Prompt 1:
Echo exactly the part of the disinflation text that opens with the words containing "The latest Bank" and closes with "to the future.".
Prompt 2:
According to the disinflation text, by when do the latest Bank of England forecasts suggest inflation will reach the government's 2% target?

Text:

========

After scrambling to protect portfolios against double-digit inflation, investors now face a period of 'disinflation'. This is where inflation rates fall but remain positive, marking a return to more normal rates of price growth.

UK CPI inflation

Past performance isn’t a guide to future returns.
Source: Office for National Statistics, 30/05/24.

The latest Bank of England forecasts suggest inflation will steadily fall over 2024, reaching the government’s 2% target by late 2025.

While we might be on track for our 2% target, geopolitical factors could still pose a risk to this outlook. However, so far, the economic consequences of events in the Middle East have been minimal.

Here’s three UK companies that are better positioned to benefit from lower inflation and could perform well.

This article isn’t personal advice. If you’re not sure an investment is right for you, seek advice. Investments and any income from them will rise and fall in value, so you could get back less than you invest. Yields are variable and no dividend is ever guaranteed. Ratios also shouldn’t be looked at on their own and past performance is not a guide to the future.

Investing in an individual company isn’t right for everyone because if that company fails, you could lose your whole investment. If you cannot afford this, investing in a single company might not be right for you. You should make sure you understand the companies you’re investing in and their specific risks. You should also make sure any shares you own are part of a diversified portfolio.

========

Data shown:
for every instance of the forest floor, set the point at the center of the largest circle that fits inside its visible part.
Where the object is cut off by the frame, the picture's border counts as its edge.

========

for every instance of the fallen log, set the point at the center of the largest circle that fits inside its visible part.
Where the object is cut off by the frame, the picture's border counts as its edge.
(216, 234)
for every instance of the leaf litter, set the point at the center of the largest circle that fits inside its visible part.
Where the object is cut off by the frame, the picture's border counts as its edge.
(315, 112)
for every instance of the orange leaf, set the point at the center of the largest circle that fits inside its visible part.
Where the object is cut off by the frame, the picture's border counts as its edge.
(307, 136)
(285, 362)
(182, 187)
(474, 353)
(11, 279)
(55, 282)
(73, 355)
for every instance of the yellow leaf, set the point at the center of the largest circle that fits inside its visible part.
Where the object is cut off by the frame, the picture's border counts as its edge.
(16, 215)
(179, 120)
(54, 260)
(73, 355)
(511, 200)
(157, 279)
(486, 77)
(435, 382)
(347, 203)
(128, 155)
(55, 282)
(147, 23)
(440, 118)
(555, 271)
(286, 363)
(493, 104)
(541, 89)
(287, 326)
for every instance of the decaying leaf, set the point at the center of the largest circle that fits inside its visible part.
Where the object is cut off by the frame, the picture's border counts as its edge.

========

Exercise result 1:
The latest Bank of England forecasts suggest inflation will steadily fall over 2024, reaching the government’s 2% target by late 2025.

While we might be on track for our 2% target, geopolitical factors could still pose a risk to this outlook. However, so far, the economic consequences of events in the Middle East have been minimal.

Here’s three UK companies that are better positioned to benefit from lower inflation and could perform well.

This article isn’t personal advice. If you’re not sure an investment is right for you, seek advice. Investments and any income from them will rise and fall in value, so you could get back less than you invest. Yields are variable and no dividend is ever guaranteed. Ratios also shouldn’t be looked at on their own and past performance is not a guide to the future.

Exercise result 2:
By late 2025.